[[ SUPPLIED PASSAGE, beginning ]]

At the Kunsthalle Galapagos, the centerpiece painting will be called Dust Cloud, named for the theme that will unite the works in the exhibit.

“This is the source image,” he says, approaching a small photograph tacked to the wall opposite where the mock-up now hangs. A still photograph from a video taken by a soldier in Iraq, it’s situated in a row of images, paper sketches, and notes. LoPresti explains that this particular dust cloud was produced by a helicopter landing. But that’s incidental. What he really wants to explore is the cloud itself.

“It’s a little more abstract than my previous work,” he says. “It’s not really clear that it’s in Iraq, it’s not really clear what made the dust cloud. It could represent a lot more things. And for me that's what the dust metaphor starts to be. It's a way of talking about a dramatic, traumatic event.”

Coincidentally, on the previous evening, LoPresti had watched the first segment of Ken Burns’s documentary, The Dust Bowl, which aired over two evenings last fall on PBS.

“It’s just apropos,” LoPresti says of the documentary. He notes that there have been several iconic dust clouds in modern memory in the United State alone. Following the disastrous dust storms of the 1930s was what LoPresti calls “the biggest of them all,” the mushroom cloud of Alamagordo. On September 11, 2001, there was the roaring, black cloud that rolled up Broadway as the Twin Towers fell. And LoPresti points to another iconic dust cloud, which he says looms largest in his own memory: the cloud produced by the explosion of the space shuttle Challenger in January 1986, which sent brilliant white streams spewing across a blue sky like fireworks. “I think if I showed you a little image of that cloud, you would recognize it immediately,” he says.

[[ SUPPLIED PASSAGE, end ]]
[[ DATA RECORDS, beginning ]]

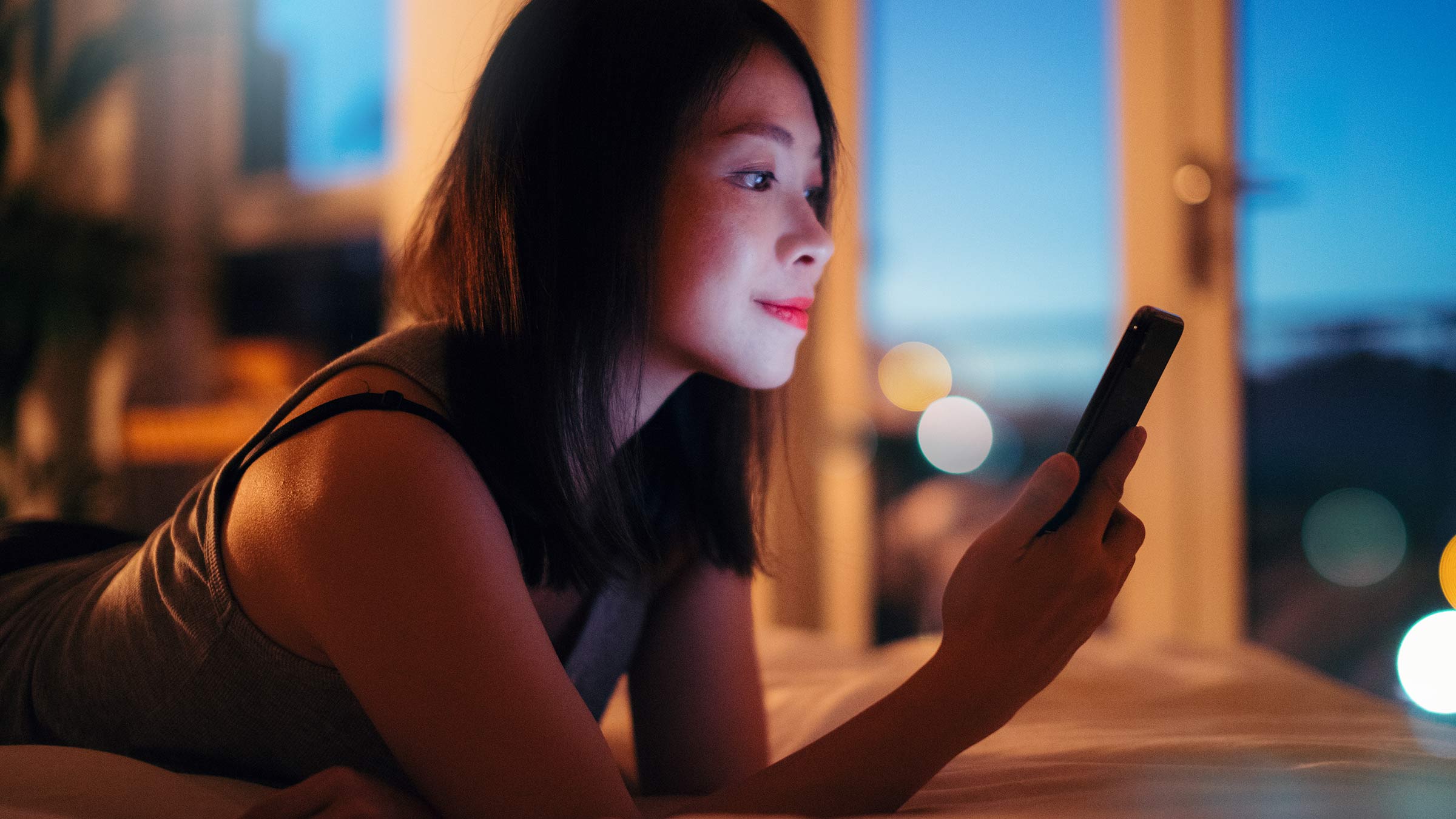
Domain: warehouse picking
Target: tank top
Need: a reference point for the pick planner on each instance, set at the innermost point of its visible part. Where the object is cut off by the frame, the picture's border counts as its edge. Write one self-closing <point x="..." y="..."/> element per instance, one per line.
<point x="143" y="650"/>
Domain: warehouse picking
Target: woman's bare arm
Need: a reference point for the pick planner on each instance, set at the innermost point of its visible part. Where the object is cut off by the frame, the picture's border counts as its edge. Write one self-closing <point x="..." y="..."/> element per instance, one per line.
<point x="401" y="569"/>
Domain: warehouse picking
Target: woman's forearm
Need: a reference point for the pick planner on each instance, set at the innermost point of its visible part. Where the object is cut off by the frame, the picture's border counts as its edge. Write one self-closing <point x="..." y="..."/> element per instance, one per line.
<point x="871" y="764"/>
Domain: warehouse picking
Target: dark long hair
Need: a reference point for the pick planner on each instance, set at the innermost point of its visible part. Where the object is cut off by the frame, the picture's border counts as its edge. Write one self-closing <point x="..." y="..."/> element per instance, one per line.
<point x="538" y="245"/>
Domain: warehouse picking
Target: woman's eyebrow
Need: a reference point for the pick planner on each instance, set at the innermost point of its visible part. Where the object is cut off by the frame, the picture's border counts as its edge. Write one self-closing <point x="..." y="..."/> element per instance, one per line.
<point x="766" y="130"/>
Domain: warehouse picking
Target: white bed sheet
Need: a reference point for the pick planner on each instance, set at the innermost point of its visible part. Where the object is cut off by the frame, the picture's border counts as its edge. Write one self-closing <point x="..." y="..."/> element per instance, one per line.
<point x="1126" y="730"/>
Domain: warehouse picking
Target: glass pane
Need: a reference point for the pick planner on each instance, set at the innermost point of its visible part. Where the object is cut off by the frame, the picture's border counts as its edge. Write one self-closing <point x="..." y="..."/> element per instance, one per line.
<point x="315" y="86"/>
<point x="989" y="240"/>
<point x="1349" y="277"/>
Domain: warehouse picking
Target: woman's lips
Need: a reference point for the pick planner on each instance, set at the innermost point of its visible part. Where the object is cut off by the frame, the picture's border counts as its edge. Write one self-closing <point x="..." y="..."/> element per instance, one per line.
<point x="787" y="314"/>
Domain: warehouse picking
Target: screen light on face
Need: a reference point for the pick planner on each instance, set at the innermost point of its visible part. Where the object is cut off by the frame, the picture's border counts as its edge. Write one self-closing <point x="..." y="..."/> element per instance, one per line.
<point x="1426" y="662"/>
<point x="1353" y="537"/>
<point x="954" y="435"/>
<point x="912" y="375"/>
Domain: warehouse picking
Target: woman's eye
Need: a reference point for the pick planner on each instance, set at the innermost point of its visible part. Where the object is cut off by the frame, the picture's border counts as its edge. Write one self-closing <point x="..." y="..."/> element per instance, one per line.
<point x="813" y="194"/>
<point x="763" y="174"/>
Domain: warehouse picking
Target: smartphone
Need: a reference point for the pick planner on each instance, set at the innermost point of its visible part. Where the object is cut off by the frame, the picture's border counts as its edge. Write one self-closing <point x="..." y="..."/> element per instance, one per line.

[[ DATA RECORDS, end ]]

__TASK DIRECTIONS__
Rewrite the part of the Dust Cloud painting text that begins at the words "Coincidentally, on the" and stops after "fall on PBS.", swapping "segment" for "episode".

__SOLUTION FOR THIS TASK__
Coincidentally, on the previous evening, LoPresti had watched the first episode of Ken Burns’s documentary, The Dust Bowl, which aired over two evenings last fall on PBS.